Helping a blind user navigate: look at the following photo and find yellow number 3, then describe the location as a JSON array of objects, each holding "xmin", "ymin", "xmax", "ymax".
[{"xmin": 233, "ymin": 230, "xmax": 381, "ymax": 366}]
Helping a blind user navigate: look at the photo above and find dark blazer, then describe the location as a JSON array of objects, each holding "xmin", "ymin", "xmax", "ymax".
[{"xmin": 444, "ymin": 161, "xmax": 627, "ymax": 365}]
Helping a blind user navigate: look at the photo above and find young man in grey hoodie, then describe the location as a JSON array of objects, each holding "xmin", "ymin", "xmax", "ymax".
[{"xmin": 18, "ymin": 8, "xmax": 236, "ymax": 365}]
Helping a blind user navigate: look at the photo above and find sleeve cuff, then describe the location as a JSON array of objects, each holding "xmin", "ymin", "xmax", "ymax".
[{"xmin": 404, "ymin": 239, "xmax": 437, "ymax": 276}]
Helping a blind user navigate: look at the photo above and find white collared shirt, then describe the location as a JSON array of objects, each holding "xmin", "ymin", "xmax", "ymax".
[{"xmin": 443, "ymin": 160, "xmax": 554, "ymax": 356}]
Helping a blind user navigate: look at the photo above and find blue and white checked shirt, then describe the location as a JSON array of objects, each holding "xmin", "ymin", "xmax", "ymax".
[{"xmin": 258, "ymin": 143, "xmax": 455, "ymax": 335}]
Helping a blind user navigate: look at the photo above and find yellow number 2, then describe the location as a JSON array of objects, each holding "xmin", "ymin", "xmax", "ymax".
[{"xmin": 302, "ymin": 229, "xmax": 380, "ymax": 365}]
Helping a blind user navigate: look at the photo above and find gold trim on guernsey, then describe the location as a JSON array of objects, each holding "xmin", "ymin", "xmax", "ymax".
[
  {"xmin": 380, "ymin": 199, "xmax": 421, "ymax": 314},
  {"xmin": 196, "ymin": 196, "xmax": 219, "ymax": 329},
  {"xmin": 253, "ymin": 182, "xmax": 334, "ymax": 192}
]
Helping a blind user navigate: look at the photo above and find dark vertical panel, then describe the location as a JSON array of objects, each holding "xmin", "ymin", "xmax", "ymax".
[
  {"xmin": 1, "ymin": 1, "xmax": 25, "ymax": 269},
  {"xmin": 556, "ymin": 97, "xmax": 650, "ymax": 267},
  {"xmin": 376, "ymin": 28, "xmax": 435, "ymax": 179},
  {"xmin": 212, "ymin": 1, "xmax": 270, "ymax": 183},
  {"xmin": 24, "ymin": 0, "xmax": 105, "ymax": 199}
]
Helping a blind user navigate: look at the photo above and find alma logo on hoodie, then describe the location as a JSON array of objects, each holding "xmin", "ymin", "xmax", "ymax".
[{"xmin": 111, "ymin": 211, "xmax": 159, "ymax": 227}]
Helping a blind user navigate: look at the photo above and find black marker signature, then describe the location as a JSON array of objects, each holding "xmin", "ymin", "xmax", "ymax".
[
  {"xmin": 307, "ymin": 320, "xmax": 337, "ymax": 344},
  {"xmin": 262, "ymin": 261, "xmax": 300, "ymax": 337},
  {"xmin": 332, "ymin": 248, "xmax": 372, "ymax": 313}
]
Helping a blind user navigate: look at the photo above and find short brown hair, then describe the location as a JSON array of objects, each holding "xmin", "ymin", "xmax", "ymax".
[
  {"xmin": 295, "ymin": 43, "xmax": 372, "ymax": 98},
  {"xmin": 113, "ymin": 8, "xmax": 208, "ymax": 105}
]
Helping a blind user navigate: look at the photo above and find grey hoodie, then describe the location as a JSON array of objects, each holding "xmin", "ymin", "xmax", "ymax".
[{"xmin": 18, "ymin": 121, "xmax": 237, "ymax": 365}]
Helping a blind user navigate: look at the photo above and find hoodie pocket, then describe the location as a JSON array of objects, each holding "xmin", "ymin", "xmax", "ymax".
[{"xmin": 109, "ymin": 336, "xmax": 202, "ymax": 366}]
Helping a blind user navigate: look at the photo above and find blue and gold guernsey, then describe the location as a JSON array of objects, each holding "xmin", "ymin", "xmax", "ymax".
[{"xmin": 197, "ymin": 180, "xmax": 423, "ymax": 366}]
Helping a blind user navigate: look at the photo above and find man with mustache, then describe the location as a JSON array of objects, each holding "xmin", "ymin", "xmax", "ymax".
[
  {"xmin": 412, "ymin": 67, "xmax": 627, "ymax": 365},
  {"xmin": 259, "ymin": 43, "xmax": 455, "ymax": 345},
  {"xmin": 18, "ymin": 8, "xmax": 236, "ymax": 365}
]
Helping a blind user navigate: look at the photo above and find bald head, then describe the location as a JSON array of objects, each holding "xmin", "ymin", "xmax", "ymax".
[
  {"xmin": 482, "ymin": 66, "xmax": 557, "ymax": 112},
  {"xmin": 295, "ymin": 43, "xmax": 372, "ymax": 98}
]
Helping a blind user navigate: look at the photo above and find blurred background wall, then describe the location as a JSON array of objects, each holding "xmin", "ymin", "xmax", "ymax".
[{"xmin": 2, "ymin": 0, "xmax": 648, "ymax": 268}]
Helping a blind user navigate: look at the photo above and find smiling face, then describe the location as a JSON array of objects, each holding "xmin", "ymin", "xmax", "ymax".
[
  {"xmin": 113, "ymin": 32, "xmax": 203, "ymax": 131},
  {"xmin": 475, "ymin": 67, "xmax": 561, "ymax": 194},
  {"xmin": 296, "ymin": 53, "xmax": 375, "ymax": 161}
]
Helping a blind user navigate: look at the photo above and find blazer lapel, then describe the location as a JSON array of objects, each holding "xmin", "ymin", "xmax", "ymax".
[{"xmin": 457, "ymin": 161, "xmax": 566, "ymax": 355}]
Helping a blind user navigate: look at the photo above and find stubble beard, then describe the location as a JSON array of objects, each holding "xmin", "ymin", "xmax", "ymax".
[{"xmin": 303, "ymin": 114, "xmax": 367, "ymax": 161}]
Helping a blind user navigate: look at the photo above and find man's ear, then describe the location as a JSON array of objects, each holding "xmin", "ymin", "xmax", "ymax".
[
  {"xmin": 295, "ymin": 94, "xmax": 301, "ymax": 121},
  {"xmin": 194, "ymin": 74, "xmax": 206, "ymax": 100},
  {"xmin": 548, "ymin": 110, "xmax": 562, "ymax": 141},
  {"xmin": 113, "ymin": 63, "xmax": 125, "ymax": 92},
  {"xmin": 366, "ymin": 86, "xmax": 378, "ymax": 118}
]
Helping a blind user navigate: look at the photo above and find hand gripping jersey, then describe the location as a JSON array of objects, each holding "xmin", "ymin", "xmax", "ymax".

Task description = Transcribe each record exactly as it is written above.

Exercise result =
Helping a blind user navigate: look at the following photo and find yellow number 3, then describe the location as a JSON array of objects, each holding "xmin", "ymin", "xmax", "ymax".
[{"xmin": 233, "ymin": 230, "xmax": 381, "ymax": 366}]
Helping a blind user navigate: look at the photo above and find dark blazer, then describe the location as a JSON array of objects, each holding "xmin", "ymin", "xmax", "ymax".
[{"xmin": 444, "ymin": 161, "xmax": 627, "ymax": 365}]
Helping a blind user navigate: look at the photo above and find young man in grey hoodie, then describe the location as a JSON array of objects, each holding "xmin", "ymin", "xmax", "ymax".
[{"xmin": 18, "ymin": 8, "xmax": 236, "ymax": 365}]
Helping a blind user navigate: look at the photo above and find sleeve cuff, then describe the location as a JSON array of objects, each holding "xmin", "ymin", "xmax", "ymax".
[{"xmin": 404, "ymin": 239, "xmax": 437, "ymax": 276}]
Helping a blind user navigate: look at the photo above and find white collared shirt, then describe the location as a JSON array of objects, each holding "xmin", "ymin", "xmax", "ymax".
[{"xmin": 443, "ymin": 160, "xmax": 554, "ymax": 356}]
Helping a blind user navigate: look at the photo above and find blue and white checked shirt, then describe the location as a JSON array of objects, each holding "xmin", "ymin", "xmax", "ymax".
[{"xmin": 258, "ymin": 143, "xmax": 455, "ymax": 335}]
Helping a blind user navigate: look at the photo above and find yellow number 2, then describe the location as a JSON array of objects, each holding "xmin", "ymin", "xmax", "ymax".
[{"xmin": 302, "ymin": 229, "xmax": 380, "ymax": 365}]
Helping a blind user navigate: look at the photo above and find gold trim on guernsey, then describe the location as a JSON array of objects, each holding "xmin", "ymin", "xmax", "ymax".
[
  {"xmin": 380, "ymin": 199, "xmax": 421, "ymax": 314},
  {"xmin": 196, "ymin": 196, "xmax": 219, "ymax": 329},
  {"xmin": 253, "ymin": 182, "xmax": 334, "ymax": 192}
]
Helping a blind user navigate: look at the photo above and find dark vertical panel, then describe the location as a JSON array of objects, each holding "xmin", "ymin", "xmax", "ymax".
[
  {"xmin": 1, "ymin": 1, "xmax": 25, "ymax": 269},
  {"xmin": 556, "ymin": 97, "xmax": 650, "ymax": 267},
  {"xmin": 376, "ymin": 28, "xmax": 435, "ymax": 179},
  {"xmin": 212, "ymin": 1, "xmax": 270, "ymax": 183},
  {"xmin": 24, "ymin": 0, "xmax": 105, "ymax": 199}
]
Helping a blind user navigate: look at the photo above and find alma logo on hoodie, then describe the location as a JSON array of objects, each holding "xmin", "ymin", "xmax", "ymax".
[{"xmin": 111, "ymin": 211, "xmax": 159, "ymax": 227}]
Helping a blind user navigate: look at the photo above and find black marker signature, then describe the location as a JSON array of objects, each holding "xmin", "ymin", "xmax", "ymax".
[
  {"xmin": 307, "ymin": 320, "xmax": 337, "ymax": 344},
  {"xmin": 262, "ymin": 261, "xmax": 300, "ymax": 337},
  {"xmin": 332, "ymin": 248, "xmax": 372, "ymax": 313}
]
Helping a blind user navigate: look at the photo above and find short brown hair, then describe the location as a JSON array of objects, each holding "xmin", "ymin", "xmax", "ymax".
[
  {"xmin": 295, "ymin": 43, "xmax": 372, "ymax": 98},
  {"xmin": 113, "ymin": 8, "xmax": 208, "ymax": 105}
]
Helping a blind user navigate: look at the photo above and find grey hoodie, then describe the location as a JSON array of objects, each holding "xmin", "ymin", "xmax", "ymax".
[{"xmin": 18, "ymin": 121, "xmax": 237, "ymax": 365}]
Helping a blind user navigate: look at the photo above and find hoodie pocket, then describe the location as a JSON array of objects, each holding "xmin", "ymin", "xmax", "ymax".
[{"xmin": 109, "ymin": 336, "xmax": 202, "ymax": 366}]
Helping a blind user navigate: look at the photo above and find blue and gold guernsey, then describe the location as a JSON array of objects, each holding "xmin", "ymin", "xmax", "ymax".
[{"xmin": 197, "ymin": 180, "xmax": 423, "ymax": 366}]
Helping a blind user navigate: look at the photo above and find man with mustache, then describe the location as a JSON array of objects, each holding "xmin", "ymin", "xmax", "ymax".
[
  {"xmin": 412, "ymin": 67, "xmax": 627, "ymax": 365},
  {"xmin": 259, "ymin": 43, "xmax": 455, "ymax": 345},
  {"xmin": 18, "ymin": 8, "xmax": 236, "ymax": 365}
]
Helping a blind user navigate: look at the photo above and find bald head, then describe the location as a JSON array of objects, each holding "xmin", "ymin", "xmax", "ymax".
[
  {"xmin": 482, "ymin": 66, "xmax": 557, "ymax": 112},
  {"xmin": 295, "ymin": 43, "xmax": 372, "ymax": 98}
]
Helping a blind user navigate: look at the photo above and find blurred background wall, then describe the location as a JSON array of objects, each holding "xmin", "ymin", "xmax", "ymax".
[{"xmin": 2, "ymin": 0, "xmax": 648, "ymax": 268}]
Helping a blind user navigate: look at the photo above and find smiling face, then describe the location as a JSON array of objects, each holding "xmin", "ymin", "xmax", "ymax".
[
  {"xmin": 113, "ymin": 32, "xmax": 203, "ymax": 131},
  {"xmin": 475, "ymin": 67, "xmax": 561, "ymax": 194},
  {"xmin": 296, "ymin": 53, "xmax": 375, "ymax": 161}
]
Helping a blind user navigate: look at the photo above and find blazer lapel, then describe the location as a JSON array of objects, each holding "xmin", "ymin", "xmax", "ymax".
[{"xmin": 457, "ymin": 161, "xmax": 566, "ymax": 355}]
Helping a blind user navigate: look at the photo above and find stubble beard, then describe the location as a JSON array of objects, each holding "xmin", "ymin", "xmax", "ymax".
[{"xmin": 303, "ymin": 114, "xmax": 367, "ymax": 161}]
Helping a blind user navigate: look at the photo above and find man's ear, then describe the location as a JSON array of objects, each holding "xmin", "ymin", "xmax", "ymax".
[
  {"xmin": 295, "ymin": 94, "xmax": 301, "ymax": 121},
  {"xmin": 194, "ymin": 74, "xmax": 206, "ymax": 100},
  {"xmin": 548, "ymin": 110, "xmax": 562, "ymax": 141},
  {"xmin": 113, "ymin": 63, "xmax": 125, "ymax": 92},
  {"xmin": 366, "ymin": 86, "xmax": 378, "ymax": 118}
]
Helping a blind user navigate: look at the photo above and find hand gripping jersey, then describe the location as a JSON array of objects, each holding "xmin", "ymin", "xmax", "ymax".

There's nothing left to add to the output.